■ AIM OF THE TASK ■
Search the entries below for the word "logo" and copy every line where it appears.

■ INPUT DATA ■

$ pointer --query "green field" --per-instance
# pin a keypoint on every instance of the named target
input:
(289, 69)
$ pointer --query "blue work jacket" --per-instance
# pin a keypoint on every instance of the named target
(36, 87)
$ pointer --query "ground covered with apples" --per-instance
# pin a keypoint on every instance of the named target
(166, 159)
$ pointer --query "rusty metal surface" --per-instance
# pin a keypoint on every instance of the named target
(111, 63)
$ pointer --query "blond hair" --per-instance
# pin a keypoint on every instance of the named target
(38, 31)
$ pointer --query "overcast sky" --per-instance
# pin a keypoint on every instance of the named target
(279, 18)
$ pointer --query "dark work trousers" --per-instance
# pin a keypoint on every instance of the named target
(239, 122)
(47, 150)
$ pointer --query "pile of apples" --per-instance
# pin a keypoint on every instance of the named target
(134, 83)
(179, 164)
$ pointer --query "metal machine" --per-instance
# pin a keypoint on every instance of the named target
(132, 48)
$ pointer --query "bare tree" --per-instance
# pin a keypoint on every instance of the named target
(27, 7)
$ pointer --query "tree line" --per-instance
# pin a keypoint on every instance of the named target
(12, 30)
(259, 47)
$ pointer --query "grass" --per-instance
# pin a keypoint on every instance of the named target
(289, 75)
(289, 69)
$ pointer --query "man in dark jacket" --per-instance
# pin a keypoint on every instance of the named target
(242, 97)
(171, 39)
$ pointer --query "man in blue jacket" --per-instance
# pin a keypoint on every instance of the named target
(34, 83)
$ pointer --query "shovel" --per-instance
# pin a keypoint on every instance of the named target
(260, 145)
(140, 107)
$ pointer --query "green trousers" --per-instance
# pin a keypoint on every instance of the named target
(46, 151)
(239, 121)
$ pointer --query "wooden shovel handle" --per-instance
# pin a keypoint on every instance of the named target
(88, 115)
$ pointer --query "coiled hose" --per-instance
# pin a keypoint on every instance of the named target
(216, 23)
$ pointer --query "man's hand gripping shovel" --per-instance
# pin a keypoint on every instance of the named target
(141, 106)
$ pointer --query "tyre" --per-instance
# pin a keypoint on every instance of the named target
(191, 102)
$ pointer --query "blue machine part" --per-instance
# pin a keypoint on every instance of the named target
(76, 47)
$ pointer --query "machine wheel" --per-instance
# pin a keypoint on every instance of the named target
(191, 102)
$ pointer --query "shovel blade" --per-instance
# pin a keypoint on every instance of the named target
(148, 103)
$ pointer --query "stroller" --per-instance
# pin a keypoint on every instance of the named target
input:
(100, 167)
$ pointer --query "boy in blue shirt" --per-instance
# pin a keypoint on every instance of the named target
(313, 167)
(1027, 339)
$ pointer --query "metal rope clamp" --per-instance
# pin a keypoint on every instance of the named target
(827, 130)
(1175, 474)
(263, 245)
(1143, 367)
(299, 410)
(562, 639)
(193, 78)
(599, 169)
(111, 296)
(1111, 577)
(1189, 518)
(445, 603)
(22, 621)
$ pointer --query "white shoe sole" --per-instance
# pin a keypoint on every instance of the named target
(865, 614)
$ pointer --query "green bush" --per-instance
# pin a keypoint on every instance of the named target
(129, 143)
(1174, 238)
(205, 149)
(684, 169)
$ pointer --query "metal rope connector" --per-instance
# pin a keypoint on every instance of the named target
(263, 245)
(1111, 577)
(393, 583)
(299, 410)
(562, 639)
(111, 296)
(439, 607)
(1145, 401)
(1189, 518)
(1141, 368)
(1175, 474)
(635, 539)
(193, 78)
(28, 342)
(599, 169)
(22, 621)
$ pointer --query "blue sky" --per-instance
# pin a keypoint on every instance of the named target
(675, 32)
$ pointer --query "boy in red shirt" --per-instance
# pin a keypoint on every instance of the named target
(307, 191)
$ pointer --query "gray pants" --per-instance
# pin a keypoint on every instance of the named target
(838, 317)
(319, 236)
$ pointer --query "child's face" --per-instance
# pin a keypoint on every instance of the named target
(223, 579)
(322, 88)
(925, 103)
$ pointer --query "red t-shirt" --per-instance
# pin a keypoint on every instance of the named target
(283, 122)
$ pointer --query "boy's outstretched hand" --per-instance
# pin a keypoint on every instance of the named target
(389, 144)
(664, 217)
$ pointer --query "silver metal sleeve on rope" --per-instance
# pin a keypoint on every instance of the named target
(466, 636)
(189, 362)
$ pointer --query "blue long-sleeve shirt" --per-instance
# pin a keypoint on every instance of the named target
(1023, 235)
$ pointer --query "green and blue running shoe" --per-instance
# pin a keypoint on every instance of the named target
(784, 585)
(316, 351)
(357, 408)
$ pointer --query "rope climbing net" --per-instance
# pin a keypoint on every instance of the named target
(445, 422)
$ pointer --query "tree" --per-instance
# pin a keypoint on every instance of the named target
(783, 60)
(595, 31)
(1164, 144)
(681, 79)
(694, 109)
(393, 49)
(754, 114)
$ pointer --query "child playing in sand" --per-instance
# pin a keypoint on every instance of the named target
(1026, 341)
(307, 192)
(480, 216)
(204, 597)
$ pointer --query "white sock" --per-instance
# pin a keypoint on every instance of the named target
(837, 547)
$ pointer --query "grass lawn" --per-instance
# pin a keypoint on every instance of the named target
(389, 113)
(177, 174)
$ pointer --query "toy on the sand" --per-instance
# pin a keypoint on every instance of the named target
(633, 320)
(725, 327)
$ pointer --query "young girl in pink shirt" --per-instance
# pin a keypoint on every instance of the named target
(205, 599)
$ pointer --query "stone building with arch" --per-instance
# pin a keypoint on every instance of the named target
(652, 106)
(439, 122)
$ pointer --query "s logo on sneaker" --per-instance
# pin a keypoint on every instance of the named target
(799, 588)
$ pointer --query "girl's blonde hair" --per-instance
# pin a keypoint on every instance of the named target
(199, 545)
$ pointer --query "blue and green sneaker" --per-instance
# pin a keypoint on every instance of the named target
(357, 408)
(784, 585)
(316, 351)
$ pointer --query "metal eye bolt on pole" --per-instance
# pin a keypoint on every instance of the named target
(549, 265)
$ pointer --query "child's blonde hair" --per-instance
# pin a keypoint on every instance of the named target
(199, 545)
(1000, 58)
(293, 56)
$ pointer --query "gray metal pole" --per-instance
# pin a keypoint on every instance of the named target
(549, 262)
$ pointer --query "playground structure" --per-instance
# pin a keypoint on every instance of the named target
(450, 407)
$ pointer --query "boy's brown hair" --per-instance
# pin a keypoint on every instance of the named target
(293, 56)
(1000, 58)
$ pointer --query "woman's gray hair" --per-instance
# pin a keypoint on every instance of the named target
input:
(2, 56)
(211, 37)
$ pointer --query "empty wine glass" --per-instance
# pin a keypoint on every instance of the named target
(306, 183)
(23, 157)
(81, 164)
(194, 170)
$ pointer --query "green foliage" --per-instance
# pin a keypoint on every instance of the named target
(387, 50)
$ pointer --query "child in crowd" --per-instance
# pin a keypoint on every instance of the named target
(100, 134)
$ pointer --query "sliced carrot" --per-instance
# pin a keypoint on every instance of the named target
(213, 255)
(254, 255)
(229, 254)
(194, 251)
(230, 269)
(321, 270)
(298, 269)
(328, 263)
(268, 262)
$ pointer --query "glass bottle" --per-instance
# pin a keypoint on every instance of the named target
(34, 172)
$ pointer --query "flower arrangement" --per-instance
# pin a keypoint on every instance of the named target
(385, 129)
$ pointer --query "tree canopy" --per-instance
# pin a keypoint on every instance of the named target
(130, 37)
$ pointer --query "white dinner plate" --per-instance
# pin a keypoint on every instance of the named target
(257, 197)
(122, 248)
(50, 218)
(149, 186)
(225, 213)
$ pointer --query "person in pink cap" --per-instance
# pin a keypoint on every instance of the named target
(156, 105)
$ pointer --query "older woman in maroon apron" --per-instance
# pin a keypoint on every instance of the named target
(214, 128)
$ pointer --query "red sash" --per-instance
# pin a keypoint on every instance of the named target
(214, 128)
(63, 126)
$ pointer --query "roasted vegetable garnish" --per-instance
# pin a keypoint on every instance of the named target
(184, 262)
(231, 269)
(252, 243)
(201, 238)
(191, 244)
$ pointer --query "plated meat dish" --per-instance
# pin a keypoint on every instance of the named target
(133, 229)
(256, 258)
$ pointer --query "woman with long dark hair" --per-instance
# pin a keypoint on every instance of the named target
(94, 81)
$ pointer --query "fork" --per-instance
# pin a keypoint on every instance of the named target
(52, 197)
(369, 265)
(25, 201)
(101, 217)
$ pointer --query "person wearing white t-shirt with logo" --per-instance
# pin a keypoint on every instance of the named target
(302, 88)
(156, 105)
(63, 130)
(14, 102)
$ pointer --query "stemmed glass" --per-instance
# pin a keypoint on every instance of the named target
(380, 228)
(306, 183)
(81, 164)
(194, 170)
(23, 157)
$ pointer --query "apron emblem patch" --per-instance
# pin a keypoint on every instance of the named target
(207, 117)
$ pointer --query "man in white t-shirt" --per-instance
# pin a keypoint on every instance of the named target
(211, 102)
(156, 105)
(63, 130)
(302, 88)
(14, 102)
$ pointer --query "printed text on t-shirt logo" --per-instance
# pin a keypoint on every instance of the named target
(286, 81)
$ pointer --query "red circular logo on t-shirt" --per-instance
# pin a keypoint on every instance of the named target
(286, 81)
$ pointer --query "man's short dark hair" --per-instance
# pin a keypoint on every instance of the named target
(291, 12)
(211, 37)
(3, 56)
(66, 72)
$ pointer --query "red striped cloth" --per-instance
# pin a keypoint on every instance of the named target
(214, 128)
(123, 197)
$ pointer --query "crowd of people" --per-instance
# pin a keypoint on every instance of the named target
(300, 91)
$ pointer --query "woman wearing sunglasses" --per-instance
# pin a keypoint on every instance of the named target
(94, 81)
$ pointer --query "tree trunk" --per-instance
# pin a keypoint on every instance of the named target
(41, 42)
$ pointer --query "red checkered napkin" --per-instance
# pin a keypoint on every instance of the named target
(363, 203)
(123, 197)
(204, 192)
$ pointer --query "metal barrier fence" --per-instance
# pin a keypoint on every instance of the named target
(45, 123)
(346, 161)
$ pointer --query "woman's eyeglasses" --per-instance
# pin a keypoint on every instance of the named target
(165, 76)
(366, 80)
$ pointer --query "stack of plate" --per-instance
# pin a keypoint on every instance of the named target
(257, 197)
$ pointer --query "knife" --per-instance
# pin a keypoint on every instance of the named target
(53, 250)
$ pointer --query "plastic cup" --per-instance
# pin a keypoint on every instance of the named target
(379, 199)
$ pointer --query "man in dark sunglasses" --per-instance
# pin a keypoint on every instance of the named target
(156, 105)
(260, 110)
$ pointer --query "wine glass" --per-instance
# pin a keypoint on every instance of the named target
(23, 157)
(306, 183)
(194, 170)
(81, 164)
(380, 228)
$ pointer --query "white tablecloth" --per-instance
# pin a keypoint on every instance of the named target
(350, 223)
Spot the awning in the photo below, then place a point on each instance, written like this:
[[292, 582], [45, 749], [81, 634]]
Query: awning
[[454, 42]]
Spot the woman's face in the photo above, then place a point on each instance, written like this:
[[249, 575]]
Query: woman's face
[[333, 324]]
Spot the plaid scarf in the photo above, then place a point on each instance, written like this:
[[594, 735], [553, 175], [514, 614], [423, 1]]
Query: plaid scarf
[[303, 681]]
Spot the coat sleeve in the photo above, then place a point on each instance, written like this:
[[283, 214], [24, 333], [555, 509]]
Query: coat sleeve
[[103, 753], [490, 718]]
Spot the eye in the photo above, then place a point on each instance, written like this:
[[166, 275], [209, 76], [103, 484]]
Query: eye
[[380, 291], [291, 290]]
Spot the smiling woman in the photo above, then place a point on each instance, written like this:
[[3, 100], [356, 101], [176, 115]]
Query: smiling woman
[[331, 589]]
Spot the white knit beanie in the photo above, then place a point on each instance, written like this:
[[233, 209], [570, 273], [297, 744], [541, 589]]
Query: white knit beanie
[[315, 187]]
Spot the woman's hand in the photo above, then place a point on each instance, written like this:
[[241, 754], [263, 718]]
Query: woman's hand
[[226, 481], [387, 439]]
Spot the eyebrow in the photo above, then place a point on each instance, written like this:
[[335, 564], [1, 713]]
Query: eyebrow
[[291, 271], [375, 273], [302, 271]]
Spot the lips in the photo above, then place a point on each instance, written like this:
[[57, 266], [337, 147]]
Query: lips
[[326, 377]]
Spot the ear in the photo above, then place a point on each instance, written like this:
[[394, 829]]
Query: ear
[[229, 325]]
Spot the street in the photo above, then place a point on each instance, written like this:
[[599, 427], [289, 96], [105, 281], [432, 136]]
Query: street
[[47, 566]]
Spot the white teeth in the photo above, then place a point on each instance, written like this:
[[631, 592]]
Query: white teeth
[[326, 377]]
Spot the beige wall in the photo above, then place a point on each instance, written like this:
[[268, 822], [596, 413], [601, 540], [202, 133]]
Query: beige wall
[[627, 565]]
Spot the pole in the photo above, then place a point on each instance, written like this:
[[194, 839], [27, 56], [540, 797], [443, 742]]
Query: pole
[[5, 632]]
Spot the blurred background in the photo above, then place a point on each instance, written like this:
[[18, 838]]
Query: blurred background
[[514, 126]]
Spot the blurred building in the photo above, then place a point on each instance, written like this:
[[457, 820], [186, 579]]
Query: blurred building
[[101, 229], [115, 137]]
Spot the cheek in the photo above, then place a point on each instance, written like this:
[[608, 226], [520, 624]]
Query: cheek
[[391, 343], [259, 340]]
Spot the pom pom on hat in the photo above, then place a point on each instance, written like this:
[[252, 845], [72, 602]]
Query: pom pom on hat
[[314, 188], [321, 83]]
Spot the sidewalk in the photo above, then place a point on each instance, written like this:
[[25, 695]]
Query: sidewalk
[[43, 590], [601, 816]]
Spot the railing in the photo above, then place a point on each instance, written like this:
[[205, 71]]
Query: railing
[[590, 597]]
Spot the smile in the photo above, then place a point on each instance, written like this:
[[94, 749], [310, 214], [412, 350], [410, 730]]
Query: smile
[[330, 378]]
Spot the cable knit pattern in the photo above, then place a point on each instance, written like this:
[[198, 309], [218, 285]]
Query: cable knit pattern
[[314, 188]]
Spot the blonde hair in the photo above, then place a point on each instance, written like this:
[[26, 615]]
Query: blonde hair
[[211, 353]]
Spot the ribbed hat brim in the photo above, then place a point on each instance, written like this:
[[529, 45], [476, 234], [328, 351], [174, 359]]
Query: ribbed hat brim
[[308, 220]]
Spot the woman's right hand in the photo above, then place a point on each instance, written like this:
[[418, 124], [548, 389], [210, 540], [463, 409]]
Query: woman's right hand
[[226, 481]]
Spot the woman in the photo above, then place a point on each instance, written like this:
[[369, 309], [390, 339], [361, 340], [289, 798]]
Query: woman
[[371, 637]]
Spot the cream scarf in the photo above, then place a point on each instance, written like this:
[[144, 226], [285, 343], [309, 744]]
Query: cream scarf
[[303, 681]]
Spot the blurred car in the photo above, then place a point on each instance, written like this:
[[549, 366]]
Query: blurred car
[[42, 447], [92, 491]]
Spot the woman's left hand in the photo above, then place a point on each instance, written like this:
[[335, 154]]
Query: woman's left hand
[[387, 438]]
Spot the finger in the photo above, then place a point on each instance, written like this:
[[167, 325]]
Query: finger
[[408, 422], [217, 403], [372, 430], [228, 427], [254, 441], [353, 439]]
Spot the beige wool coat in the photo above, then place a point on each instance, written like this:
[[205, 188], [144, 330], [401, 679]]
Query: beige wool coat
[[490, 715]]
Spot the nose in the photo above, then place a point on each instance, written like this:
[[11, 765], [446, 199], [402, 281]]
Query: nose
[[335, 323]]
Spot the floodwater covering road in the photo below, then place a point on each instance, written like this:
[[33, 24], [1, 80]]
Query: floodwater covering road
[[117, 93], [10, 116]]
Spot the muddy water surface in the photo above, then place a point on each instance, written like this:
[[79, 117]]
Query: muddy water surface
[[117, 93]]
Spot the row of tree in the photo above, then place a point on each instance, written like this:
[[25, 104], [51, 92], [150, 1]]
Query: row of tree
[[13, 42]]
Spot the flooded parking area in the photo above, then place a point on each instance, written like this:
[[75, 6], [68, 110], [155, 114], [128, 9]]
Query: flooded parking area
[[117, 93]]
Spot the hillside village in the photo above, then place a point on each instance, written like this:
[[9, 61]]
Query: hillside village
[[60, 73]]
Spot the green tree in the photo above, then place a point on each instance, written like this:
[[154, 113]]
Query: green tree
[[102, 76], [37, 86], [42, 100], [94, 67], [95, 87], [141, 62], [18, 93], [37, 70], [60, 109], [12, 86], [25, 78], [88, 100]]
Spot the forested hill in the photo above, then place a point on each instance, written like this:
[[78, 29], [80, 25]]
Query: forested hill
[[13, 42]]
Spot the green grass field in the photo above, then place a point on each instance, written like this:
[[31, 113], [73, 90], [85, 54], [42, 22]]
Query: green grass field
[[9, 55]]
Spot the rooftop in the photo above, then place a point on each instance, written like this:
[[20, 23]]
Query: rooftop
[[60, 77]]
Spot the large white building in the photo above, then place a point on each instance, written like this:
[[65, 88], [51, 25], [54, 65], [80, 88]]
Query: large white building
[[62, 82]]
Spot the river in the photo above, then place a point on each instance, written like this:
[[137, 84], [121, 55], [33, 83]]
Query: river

■ ANSWER SPACE ■
$ pointer --query "s logo on sneaker" --per-instance
$ pointer --query "person wearing white t-shirt with logo" --per-instance
$ pointer --query "printed text on t-shirt logo" --per-instance
$ pointer --query "red circular logo on t-shirt" --per-instance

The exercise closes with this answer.